● **Stated goal 1**
Pull out every line of the listing that contains the string "thorny", treating uppercase and lowercase as different.

2020-02-25 Thread viverna

il devuanizzato al3xu5 / dotcommon  il 25-02-20 
16:29:58 ha scritto:

Hi all

I am using Devuan (2.1) + MATE DE since 08/2016...
Now I wish to change DE but I am in doubt: XFCE or LXDE or LXQt???
LXDE is ancestor of LXQt. However is a wonderful DE mostly with openbox 
combination. Openbox is great even alone.



Please, based on your experience and knowledge of Devuan and DEs, can
you help me in choosing (avoiding me to invest too much time doing long
experiments)?
I would install in your place all WM/DE that I would try. Then remove 
all graphical login manager and use WM/DE launcher (ax) available here:


https://notabug.org/viverna/ax


So what you suggest should be the first choice to bet on?

● **Stated goal 2**
List every desktop environment named in the excerpted message about switching desktops.

● **Given data**
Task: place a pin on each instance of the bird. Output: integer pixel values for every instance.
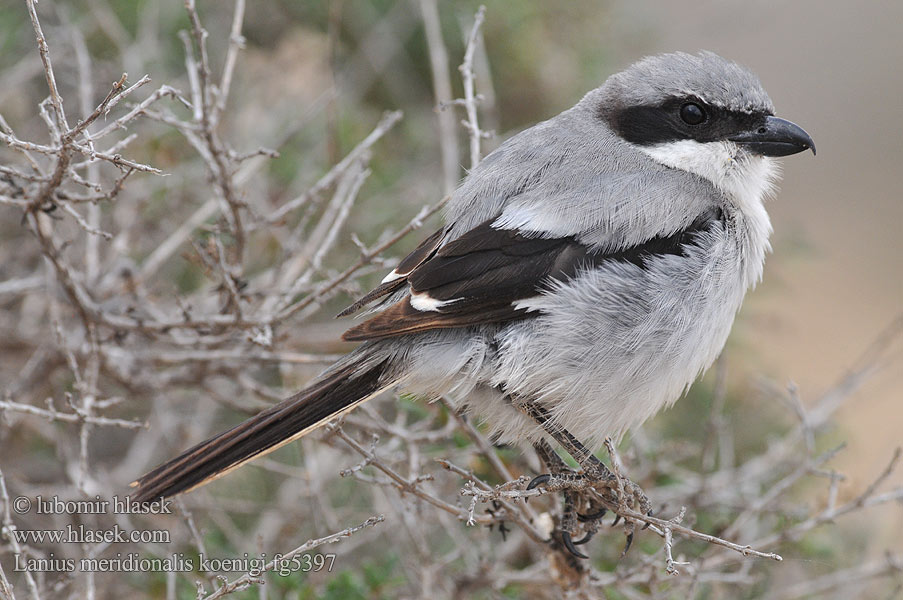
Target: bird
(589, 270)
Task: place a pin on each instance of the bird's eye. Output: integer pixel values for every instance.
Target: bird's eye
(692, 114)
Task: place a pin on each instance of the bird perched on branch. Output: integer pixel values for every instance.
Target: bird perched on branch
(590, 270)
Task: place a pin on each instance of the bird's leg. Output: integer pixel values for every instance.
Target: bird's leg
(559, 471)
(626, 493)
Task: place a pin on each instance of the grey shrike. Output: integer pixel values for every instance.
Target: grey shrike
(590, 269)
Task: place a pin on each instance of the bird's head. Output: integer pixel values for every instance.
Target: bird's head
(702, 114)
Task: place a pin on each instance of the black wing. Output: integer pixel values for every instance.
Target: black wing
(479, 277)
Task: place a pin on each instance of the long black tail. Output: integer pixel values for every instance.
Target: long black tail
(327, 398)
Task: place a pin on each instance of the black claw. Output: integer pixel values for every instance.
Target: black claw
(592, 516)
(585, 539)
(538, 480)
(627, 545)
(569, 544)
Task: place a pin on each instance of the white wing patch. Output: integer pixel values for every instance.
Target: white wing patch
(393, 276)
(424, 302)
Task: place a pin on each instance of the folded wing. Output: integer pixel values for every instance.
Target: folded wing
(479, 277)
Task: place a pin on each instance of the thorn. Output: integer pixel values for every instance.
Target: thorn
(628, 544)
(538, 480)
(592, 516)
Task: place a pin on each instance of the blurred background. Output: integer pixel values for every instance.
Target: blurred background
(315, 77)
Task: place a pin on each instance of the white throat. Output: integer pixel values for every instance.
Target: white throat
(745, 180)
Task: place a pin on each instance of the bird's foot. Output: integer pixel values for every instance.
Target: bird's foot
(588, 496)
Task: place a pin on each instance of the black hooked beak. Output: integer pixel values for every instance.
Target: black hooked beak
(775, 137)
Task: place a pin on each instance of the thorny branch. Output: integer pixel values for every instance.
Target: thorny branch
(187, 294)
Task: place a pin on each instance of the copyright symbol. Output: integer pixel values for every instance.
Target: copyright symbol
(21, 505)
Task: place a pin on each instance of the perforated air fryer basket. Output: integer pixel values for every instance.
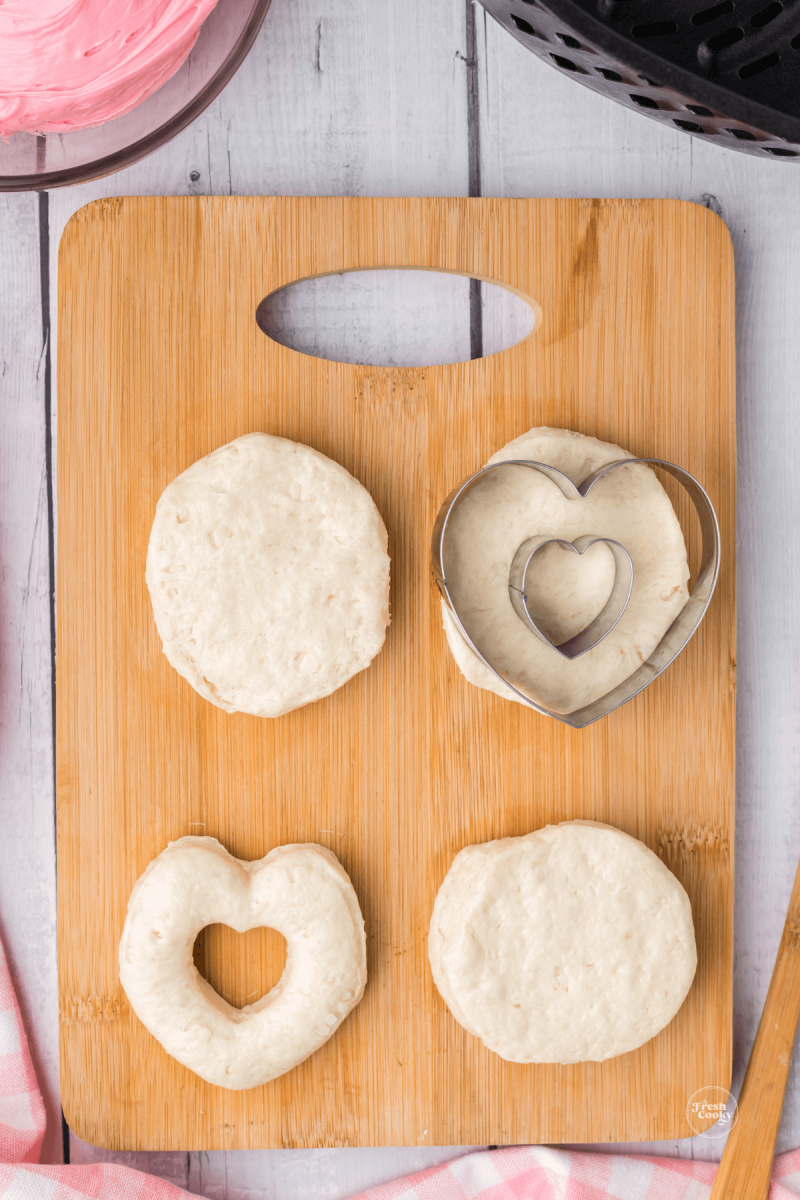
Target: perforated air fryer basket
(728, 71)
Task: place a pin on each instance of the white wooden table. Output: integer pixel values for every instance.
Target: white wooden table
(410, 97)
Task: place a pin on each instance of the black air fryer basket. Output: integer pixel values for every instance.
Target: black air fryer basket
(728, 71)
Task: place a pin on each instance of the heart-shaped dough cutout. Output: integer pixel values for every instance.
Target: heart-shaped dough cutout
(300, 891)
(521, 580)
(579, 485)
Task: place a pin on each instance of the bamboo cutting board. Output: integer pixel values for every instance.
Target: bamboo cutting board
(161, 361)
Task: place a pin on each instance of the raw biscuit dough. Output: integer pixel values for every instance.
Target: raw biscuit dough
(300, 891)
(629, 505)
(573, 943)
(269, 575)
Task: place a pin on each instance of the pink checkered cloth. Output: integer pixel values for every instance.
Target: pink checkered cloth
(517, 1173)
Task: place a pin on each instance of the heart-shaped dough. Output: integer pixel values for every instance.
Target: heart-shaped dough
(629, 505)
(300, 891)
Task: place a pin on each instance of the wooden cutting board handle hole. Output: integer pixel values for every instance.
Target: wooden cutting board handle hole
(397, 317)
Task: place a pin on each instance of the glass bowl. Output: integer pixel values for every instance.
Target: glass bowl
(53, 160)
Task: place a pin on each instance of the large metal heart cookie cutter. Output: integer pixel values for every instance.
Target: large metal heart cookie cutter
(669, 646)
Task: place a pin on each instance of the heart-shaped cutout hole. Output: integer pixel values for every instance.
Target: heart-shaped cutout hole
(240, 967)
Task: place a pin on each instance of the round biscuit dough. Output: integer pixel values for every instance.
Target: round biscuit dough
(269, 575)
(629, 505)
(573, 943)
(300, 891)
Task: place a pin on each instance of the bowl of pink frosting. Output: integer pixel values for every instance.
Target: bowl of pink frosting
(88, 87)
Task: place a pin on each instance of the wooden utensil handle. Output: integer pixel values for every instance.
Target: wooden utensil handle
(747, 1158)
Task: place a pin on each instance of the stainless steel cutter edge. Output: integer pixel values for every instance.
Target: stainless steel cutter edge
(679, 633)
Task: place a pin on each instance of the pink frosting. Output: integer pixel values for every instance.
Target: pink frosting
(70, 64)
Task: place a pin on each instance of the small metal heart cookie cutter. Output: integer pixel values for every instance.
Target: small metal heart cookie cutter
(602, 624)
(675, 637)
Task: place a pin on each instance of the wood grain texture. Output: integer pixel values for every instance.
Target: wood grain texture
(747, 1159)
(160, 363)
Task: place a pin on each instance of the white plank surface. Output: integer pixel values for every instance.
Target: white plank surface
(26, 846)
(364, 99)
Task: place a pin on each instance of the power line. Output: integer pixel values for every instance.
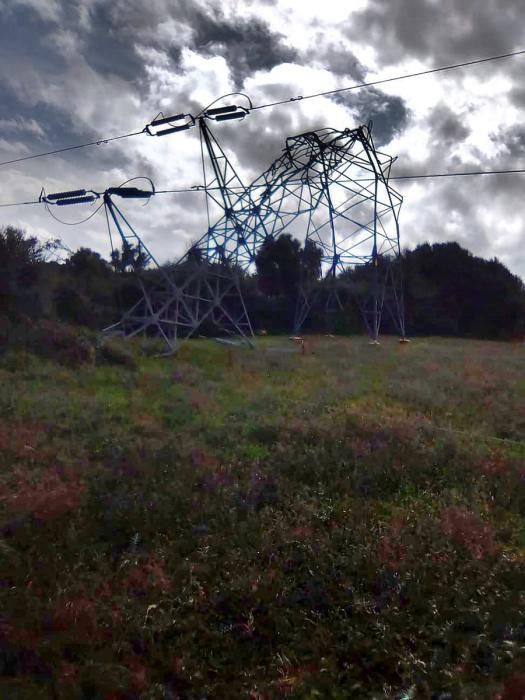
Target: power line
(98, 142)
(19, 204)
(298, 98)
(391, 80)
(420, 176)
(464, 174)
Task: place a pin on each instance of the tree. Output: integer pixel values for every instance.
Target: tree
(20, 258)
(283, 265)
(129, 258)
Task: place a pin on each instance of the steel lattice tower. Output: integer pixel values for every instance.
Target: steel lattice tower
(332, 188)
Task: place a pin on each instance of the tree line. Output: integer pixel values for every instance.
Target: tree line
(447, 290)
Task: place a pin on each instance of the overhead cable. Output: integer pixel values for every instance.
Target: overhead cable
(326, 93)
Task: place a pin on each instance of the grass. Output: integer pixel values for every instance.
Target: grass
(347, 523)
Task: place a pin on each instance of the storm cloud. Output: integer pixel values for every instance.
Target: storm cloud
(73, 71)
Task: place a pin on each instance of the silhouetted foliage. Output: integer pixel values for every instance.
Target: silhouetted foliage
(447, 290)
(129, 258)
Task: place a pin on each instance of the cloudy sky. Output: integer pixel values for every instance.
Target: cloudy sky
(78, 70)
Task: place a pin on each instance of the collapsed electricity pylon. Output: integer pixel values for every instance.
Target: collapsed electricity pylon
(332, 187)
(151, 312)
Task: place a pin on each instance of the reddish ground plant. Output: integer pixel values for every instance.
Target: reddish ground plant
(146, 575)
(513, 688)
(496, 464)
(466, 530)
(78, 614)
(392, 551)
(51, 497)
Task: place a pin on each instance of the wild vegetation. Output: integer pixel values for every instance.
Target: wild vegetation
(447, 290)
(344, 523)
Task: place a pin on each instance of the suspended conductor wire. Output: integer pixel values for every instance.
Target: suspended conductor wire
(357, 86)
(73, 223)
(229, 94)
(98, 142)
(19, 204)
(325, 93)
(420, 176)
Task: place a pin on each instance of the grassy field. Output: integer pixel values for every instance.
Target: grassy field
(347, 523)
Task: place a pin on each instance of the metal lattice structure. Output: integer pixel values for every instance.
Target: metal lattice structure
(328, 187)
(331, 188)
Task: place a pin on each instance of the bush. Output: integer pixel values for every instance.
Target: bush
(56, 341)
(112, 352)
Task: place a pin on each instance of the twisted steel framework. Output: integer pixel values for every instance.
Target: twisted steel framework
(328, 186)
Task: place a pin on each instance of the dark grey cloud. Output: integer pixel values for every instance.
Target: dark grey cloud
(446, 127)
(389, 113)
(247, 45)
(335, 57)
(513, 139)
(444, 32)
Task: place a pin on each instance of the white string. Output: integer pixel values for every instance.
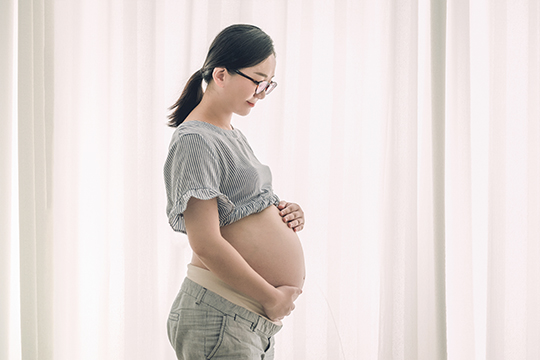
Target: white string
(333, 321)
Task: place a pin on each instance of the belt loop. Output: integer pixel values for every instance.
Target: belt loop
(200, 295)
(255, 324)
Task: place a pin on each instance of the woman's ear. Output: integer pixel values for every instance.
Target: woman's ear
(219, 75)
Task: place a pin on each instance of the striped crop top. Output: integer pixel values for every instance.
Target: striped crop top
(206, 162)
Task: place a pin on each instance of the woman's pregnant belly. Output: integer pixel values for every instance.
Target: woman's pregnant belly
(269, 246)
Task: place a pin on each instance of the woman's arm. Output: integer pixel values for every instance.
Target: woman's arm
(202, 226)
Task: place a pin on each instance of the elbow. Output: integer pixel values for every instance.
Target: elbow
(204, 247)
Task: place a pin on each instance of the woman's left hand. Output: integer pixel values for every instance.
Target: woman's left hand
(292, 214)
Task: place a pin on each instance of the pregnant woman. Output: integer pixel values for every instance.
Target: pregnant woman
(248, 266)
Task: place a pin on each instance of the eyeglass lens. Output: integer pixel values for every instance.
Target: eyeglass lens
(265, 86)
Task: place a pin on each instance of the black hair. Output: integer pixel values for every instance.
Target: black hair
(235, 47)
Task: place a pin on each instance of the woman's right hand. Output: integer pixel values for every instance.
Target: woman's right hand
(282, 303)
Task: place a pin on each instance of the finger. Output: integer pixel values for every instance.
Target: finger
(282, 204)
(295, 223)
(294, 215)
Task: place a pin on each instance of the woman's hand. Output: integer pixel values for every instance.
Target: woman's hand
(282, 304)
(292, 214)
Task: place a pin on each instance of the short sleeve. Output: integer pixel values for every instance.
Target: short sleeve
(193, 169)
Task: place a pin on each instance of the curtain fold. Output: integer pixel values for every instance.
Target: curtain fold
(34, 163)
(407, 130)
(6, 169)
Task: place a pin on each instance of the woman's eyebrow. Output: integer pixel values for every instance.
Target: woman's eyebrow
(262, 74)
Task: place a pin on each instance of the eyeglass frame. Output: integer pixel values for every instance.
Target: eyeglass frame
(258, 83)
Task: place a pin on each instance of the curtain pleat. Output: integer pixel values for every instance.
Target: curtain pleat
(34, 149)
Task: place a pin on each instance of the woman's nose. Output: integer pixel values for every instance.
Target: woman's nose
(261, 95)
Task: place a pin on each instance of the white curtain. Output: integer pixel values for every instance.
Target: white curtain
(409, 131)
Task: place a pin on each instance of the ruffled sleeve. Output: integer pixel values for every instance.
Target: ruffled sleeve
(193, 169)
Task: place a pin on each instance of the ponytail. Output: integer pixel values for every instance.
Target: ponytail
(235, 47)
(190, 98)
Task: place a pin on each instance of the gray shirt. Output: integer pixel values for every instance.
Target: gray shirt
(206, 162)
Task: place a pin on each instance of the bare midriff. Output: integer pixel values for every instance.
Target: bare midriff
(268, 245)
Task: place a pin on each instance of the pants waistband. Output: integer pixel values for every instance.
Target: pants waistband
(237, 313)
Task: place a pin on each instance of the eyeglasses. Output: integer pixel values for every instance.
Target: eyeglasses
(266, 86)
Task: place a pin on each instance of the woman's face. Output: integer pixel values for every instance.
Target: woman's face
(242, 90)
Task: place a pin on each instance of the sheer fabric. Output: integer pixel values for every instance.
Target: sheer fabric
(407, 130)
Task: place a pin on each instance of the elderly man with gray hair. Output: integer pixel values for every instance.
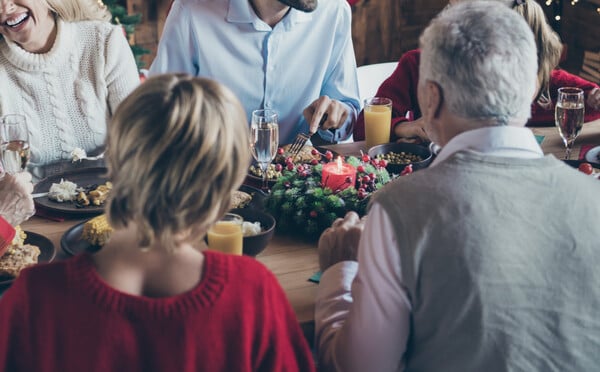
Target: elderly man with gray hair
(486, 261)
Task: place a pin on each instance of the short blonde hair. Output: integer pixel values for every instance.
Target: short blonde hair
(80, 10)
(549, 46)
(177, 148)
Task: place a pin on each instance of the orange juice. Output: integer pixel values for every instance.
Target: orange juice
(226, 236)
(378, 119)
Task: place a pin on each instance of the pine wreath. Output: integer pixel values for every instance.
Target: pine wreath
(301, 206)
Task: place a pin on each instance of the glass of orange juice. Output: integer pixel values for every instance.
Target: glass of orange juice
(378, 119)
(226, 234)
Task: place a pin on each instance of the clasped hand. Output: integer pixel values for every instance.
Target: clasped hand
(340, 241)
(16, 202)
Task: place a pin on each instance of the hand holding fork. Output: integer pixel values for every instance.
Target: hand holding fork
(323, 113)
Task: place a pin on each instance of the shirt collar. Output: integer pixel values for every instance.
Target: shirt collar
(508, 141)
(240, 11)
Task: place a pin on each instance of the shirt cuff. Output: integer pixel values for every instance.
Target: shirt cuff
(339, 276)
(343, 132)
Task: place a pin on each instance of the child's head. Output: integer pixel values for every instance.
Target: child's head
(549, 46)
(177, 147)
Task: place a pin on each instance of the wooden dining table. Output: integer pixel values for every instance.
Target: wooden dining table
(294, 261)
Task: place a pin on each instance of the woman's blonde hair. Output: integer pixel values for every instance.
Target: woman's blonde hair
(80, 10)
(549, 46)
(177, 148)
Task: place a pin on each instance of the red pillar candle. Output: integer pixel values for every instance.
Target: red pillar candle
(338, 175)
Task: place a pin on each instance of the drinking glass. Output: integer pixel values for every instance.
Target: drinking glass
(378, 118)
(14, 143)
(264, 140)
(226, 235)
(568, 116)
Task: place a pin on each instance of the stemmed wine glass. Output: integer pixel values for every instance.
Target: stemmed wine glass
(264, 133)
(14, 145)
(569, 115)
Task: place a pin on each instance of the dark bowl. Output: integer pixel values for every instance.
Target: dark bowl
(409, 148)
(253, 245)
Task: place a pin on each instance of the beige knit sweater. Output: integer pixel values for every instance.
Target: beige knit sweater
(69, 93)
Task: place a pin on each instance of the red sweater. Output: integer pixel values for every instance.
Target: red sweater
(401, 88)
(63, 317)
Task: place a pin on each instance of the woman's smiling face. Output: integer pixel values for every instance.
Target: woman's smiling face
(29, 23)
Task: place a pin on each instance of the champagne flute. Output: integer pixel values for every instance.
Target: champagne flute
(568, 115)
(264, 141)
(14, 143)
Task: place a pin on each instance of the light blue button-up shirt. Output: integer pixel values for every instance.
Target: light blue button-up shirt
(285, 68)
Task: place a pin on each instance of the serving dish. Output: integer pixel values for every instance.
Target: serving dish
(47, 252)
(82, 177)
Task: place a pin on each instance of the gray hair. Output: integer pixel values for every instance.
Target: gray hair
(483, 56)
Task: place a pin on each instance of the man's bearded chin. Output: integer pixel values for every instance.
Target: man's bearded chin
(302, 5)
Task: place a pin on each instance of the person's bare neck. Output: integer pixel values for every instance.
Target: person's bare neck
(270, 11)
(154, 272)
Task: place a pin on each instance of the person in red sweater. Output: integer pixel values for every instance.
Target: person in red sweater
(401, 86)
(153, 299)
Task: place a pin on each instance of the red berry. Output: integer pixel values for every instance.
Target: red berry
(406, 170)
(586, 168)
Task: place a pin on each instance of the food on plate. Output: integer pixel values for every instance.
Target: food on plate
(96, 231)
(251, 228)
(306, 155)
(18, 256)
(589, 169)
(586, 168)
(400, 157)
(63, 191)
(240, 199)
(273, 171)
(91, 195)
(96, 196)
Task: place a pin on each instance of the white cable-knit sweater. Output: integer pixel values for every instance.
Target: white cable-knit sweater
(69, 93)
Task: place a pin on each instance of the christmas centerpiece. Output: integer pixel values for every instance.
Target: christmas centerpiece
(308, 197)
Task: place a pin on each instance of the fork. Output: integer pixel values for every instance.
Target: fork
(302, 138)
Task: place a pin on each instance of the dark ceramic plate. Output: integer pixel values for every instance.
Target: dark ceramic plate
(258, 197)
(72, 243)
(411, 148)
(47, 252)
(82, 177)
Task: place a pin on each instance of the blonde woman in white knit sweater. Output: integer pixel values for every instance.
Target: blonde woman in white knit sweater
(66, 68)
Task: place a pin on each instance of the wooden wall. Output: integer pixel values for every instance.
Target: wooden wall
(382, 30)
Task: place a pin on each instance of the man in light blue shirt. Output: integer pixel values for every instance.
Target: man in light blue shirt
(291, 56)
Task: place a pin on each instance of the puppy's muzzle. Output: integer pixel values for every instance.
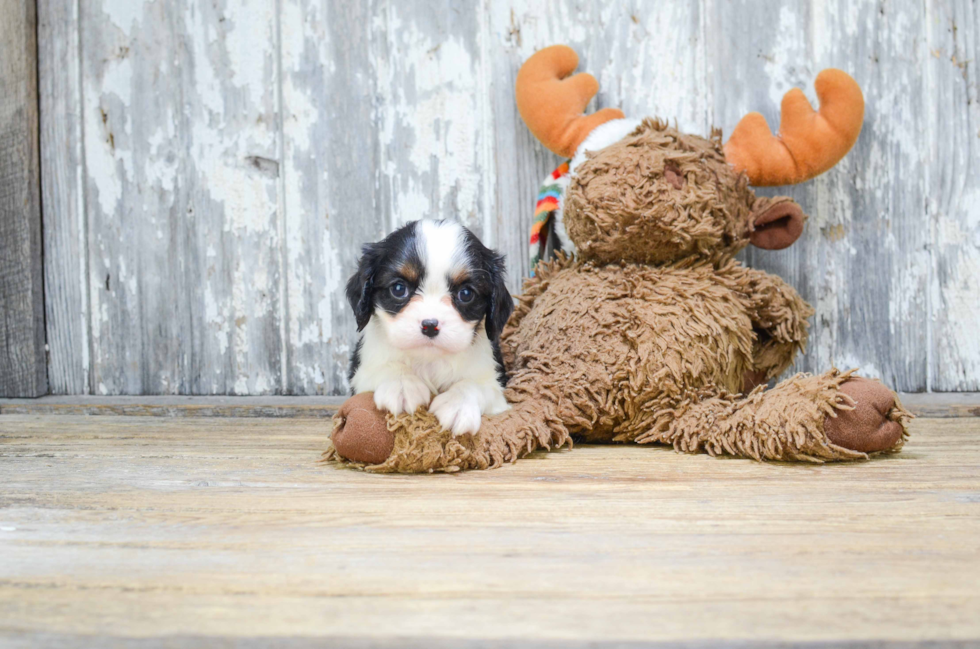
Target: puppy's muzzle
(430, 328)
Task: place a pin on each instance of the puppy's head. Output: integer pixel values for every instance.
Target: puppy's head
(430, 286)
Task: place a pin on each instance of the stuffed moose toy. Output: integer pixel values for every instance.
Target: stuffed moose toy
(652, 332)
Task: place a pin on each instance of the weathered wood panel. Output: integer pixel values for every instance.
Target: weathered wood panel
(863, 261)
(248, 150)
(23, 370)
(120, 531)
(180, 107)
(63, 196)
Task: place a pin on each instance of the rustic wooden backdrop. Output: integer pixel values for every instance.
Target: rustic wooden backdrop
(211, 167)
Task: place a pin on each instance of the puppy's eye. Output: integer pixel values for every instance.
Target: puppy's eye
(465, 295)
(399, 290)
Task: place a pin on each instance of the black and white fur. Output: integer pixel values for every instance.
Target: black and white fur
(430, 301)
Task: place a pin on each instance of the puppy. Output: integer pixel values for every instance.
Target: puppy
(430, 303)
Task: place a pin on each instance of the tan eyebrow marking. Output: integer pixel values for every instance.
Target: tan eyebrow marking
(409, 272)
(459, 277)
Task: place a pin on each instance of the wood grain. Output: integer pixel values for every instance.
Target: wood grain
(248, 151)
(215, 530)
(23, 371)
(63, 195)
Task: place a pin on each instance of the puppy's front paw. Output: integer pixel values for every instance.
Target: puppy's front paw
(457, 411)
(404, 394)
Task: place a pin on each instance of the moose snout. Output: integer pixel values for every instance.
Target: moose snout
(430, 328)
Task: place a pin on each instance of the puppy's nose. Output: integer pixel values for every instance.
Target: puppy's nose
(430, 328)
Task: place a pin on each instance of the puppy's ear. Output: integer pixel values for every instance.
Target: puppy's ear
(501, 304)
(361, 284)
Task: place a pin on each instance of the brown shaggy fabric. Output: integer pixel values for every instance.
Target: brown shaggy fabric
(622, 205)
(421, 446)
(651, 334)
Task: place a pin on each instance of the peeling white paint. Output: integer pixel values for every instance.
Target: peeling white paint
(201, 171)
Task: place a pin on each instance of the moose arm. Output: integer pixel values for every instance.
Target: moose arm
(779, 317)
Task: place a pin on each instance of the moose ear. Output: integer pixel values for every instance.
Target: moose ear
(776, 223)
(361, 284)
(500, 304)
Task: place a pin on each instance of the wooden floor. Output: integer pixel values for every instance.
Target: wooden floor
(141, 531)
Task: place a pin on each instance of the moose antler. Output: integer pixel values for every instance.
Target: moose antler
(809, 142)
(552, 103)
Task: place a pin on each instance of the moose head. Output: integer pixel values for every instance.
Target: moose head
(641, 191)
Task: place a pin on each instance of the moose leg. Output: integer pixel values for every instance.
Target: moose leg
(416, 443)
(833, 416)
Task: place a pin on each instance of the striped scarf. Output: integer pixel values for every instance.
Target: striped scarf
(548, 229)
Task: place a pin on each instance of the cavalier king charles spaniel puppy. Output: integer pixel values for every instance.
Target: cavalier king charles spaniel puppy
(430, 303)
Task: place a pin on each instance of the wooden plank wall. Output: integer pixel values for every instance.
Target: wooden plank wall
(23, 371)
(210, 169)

● **Final result 1**
Task: place a pin on each instance of the thorny branch. Output: integer pixel values for every instance.
Target: thorny branch

● **Final result 2**
MATE
XFCE
LXDE
LXQt